What you have to do: Reproduce the material below line for line, leaving out the pictures.
* Begin *
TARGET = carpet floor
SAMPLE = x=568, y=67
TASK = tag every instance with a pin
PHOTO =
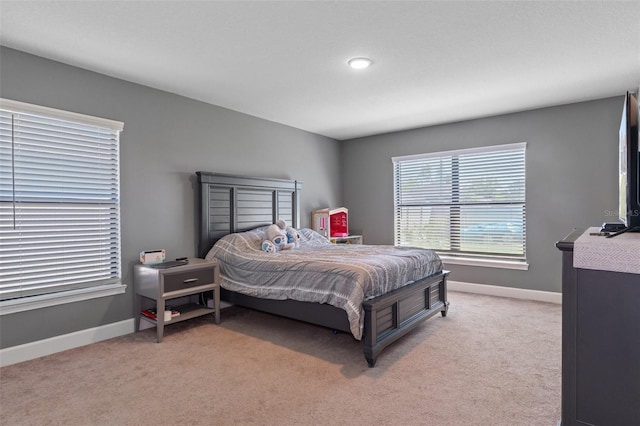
x=491, y=361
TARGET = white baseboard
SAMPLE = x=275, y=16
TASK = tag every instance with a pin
x=516, y=293
x=64, y=342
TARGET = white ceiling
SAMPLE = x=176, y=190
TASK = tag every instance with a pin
x=285, y=61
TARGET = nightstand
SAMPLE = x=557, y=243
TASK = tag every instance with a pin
x=184, y=282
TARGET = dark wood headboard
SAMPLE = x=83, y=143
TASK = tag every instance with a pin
x=230, y=203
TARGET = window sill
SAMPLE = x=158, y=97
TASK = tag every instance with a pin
x=487, y=263
x=37, y=302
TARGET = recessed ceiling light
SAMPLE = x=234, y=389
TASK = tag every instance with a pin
x=359, y=63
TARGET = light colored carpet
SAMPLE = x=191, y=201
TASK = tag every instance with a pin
x=491, y=361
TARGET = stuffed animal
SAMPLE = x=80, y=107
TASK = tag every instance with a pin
x=276, y=239
x=293, y=236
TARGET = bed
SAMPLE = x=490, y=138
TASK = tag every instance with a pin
x=234, y=211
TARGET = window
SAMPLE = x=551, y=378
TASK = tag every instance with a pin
x=465, y=204
x=59, y=202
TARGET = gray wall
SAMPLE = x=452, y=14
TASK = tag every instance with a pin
x=166, y=138
x=572, y=169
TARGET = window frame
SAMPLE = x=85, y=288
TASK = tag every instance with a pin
x=101, y=289
x=447, y=193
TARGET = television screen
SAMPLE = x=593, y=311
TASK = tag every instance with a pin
x=629, y=172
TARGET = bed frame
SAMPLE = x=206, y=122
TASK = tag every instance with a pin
x=229, y=203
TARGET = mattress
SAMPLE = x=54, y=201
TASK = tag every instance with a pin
x=341, y=275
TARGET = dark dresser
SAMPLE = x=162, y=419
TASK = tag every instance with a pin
x=600, y=330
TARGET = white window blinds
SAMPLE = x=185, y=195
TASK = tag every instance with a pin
x=467, y=203
x=59, y=201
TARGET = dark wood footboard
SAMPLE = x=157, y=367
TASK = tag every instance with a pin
x=392, y=315
x=387, y=317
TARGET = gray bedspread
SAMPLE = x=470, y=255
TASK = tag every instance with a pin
x=342, y=275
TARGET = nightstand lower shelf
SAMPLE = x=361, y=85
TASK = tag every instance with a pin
x=188, y=311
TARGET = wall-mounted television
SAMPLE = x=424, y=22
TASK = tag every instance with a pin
x=629, y=166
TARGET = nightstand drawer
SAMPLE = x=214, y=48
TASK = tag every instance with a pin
x=182, y=280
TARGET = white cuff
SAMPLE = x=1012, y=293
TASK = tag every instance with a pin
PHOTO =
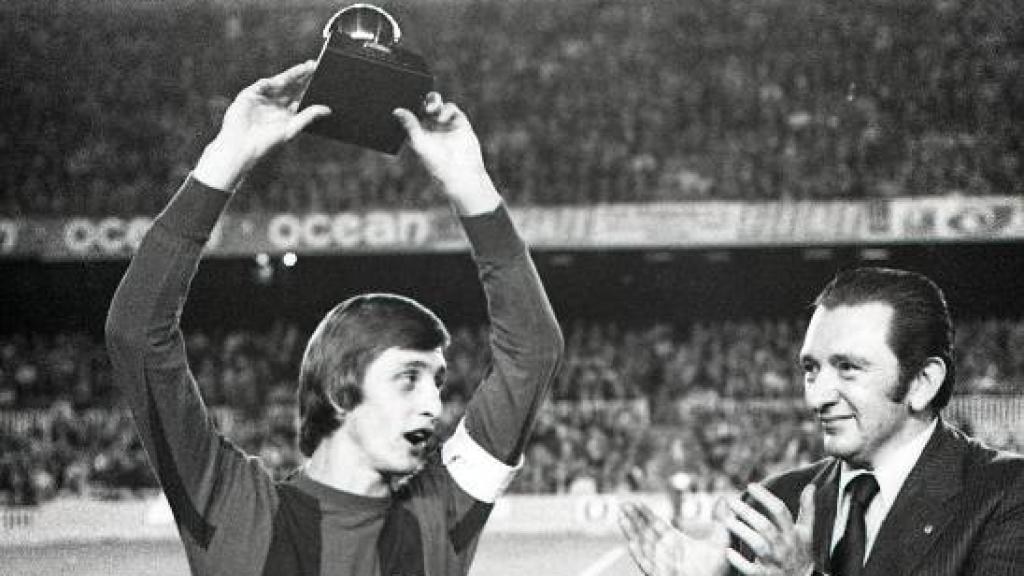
x=474, y=469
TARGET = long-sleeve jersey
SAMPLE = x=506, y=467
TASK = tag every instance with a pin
x=232, y=517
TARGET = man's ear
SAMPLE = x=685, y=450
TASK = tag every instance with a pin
x=925, y=386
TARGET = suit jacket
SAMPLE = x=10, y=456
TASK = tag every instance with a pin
x=960, y=512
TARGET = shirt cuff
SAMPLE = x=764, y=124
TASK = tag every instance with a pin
x=474, y=469
x=493, y=236
x=195, y=209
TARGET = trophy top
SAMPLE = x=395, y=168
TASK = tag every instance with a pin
x=365, y=23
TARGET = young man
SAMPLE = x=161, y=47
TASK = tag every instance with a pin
x=373, y=498
x=901, y=492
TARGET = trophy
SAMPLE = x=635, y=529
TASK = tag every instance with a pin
x=363, y=75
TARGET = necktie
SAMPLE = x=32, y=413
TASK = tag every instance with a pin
x=848, y=558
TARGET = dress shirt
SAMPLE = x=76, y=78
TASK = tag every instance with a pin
x=891, y=472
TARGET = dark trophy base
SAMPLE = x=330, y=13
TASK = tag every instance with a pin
x=363, y=84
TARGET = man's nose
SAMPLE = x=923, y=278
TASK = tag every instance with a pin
x=430, y=402
x=820, y=393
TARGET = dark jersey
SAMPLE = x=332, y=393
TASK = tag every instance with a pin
x=232, y=517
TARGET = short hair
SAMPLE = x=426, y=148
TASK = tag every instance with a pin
x=347, y=339
x=921, y=326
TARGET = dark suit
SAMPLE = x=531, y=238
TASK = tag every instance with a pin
x=961, y=511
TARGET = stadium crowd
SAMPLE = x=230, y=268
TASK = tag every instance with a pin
x=104, y=106
x=632, y=406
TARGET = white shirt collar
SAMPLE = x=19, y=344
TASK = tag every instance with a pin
x=891, y=471
x=891, y=474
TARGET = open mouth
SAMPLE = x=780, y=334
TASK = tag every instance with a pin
x=419, y=437
x=825, y=420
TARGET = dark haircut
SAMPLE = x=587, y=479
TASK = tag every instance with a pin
x=921, y=327
x=349, y=337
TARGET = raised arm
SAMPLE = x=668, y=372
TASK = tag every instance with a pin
x=525, y=340
x=143, y=336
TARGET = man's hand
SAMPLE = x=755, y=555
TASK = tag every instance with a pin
x=659, y=549
x=445, y=144
x=782, y=547
x=262, y=117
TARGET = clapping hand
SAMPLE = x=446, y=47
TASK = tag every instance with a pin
x=659, y=549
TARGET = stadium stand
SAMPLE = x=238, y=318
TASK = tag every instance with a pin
x=103, y=109
x=723, y=399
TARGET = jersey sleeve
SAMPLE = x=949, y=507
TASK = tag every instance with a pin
x=525, y=348
x=206, y=479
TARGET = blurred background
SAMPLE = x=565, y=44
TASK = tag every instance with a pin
x=688, y=172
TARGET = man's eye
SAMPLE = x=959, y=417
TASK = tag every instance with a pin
x=409, y=379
* End *
Exercise answer:
TARGET = carpet floor
SAMPLE = x=568, y=67
TASK = tag every instance with a pin
PHOTO =
x=491, y=361
TARGET = white baseboard
SAMPLE = x=275, y=16
TASK = tag every instance with a pin
x=516, y=293
x=64, y=342
TARGET = white ceiling
SAMPLE = x=176, y=190
TASK = tag every instance with a pin
x=285, y=61
TARGET = nightstand
SAMPLE = x=557, y=243
TASK = tag every instance with a pin
x=184, y=282
TARGET = dark wood headboard
SAMPLE = x=83, y=143
TASK = tag every instance with a pin
x=230, y=203
TARGET = window sill
SAMPLE = x=158, y=97
TASK = tag every instance with a pin
x=487, y=263
x=37, y=302
TARGET = recessed ceiling light
SAMPLE = x=234, y=389
TASK = tag every instance with a pin
x=359, y=63
TARGET = light colored carpet
SAMPLE = x=191, y=201
TASK = tag every instance with a pin
x=491, y=361
TARGET = stuffed animal
SAMPLE = x=80, y=107
TASK = tag every instance with a pin
x=276, y=239
x=293, y=236
TARGET = bed
SAMPLE = x=490, y=138
TASK = tag every instance with a pin
x=234, y=211
TARGET = window
SAMPLE = x=551, y=378
TASK = tag every instance with a pin
x=465, y=204
x=59, y=202
TARGET = gray wall
SAMPLE = x=452, y=14
TASK = tag every instance with a pin
x=166, y=138
x=572, y=169
TARGET = window frame
SAMPLE = x=85, y=288
TASK = tag every instance with a pin
x=101, y=289
x=447, y=193
TARGET = television screen
SAMPLE = x=593, y=311
TASK = tag every instance with a pin
x=629, y=172
TARGET = bed frame
SAMPLE = x=206, y=122
TASK = tag every instance with a pin
x=229, y=203
TARGET = mattress
SAMPLE = x=54, y=201
TASK = tag every instance with a pin
x=341, y=275
TARGET = dark dresser
SAMPLE = x=162, y=419
TASK = tag every instance with a pin
x=600, y=330
TARGET = white window blinds
SAMPLE = x=185, y=195
TASK = tag every instance with a pin
x=467, y=203
x=59, y=201
TARGET = dark wood footboard
SAMPLE = x=157, y=367
TASK = tag every instance with a pin
x=392, y=315
x=387, y=317
TARGET = gray bedspread
SAMPLE = x=470, y=255
TASK = tag every instance with a pin
x=342, y=275
TARGET = nightstand lower shelf
SAMPLE = x=361, y=85
TASK = tag every instance with a pin
x=188, y=311
TARGET = wall-mounted television
SAMPLE = x=424, y=22
TASK = tag every instance with a pin
x=629, y=166
TARGET = nightstand drawer
SAMPLE = x=214, y=48
TASK = tag every instance with a pin
x=182, y=280
TARGET = white cuff
SAMPLE = x=1012, y=293
TASK = tag every instance with a pin
PHOTO =
x=474, y=469
TARGET = long-sleeve jersey
SAMPLE = x=506, y=467
TASK = tag every instance with a pin
x=232, y=517
TARGET = man's ear
SAMPLE = x=685, y=450
TASK = tag every instance with a pin
x=925, y=386
TARGET = suit jacket
SAMPLE = x=10, y=456
TASK = tag every instance with a pin
x=960, y=512
TARGET = shirt cuff
SAMPLE = x=764, y=124
TASK = tag every instance with a pin
x=474, y=469
x=493, y=236
x=195, y=209
TARGET = trophy top
SAMPLE = x=395, y=168
TASK = tag every instance with a pin
x=365, y=23
TARGET = young man
SAMPLE = x=161, y=47
TASK = tag every instance with a pin
x=373, y=498
x=901, y=492
TARGET = trophy
SAMPLE = x=635, y=529
TASK = tag every instance with a pin
x=363, y=75
TARGET = necktie
SAMPLE = x=32, y=413
TASK = tag every instance with a pin
x=848, y=558
TARGET = dress shirt
SAMPLE = x=76, y=78
TASK = tag every instance with a pin
x=891, y=472
TARGET = dark trophy base
SAMPLE = x=330, y=13
TASK = tag every instance with a pin
x=363, y=84
TARGET = man's nose
SAMPLE = x=923, y=278
TASK = tag every instance with a pin
x=430, y=402
x=820, y=393
TARGET = dark jersey
SAMPLE = x=332, y=393
TASK = tag every instance with a pin
x=232, y=517
TARGET = short hair
SAMPLE = x=426, y=148
TASK = tag every instance with a pin
x=347, y=339
x=921, y=326
TARGET = dark suit
SAMPLE = x=531, y=238
TASK = tag every instance with a pin
x=961, y=511
TARGET = stadium crowd
SAMPLE = x=230, y=268
TASK = tag every instance with a pin
x=104, y=106
x=632, y=406
TARGET = white shirt collar
SAMPLE = x=19, y=344
TASK = tag every instance with a pin
x=891, y=471
x=891, y=474
TARGET = open mouth
SAMPLE = x=780, y=334
TASK = tag every instance with a pin
x=419, y=437
x=825, y=420
TARGET = dark haircut
SAMPLE = x=587, y=479
TASK = tag every instance with a pin
x=921, y=327
x=349, y=337
TARGET = raised arm
SAMPLE = x=668, y=372
TASK = tag every instance with a pin
x=525, y=340
x=143, y=336
TARGET = man's hand
SAMPLE = x=755, y=555
TASK = tag every instance with a pin
x=659, y=549
x=445, y=144
x=782, y=547
x=262, y=117
TARGET = clapping hand
SAMPLE = x=446, y=47
TASK = tag every instance with a pin
x=659, y=549
TARGET = stadium stand
SAMPLE = x=238, y=318
TASK = tag every instance with a pin
x=103, y=109
x=723, y=399
TARGET = jersey sleeve
SAMPLE = x=949, y=507
TASK = tag every instance with a pin
x=525, y=348
x=206, y=479
TARGET = blurred background
SAMPLE = x=565, y=44
TASK = tag every instance with a pin
x=688, y=172
TARGET = man's eye
SAMPLE = x=959, y=417
TASK = tag every instance with a pin
x=409, y=379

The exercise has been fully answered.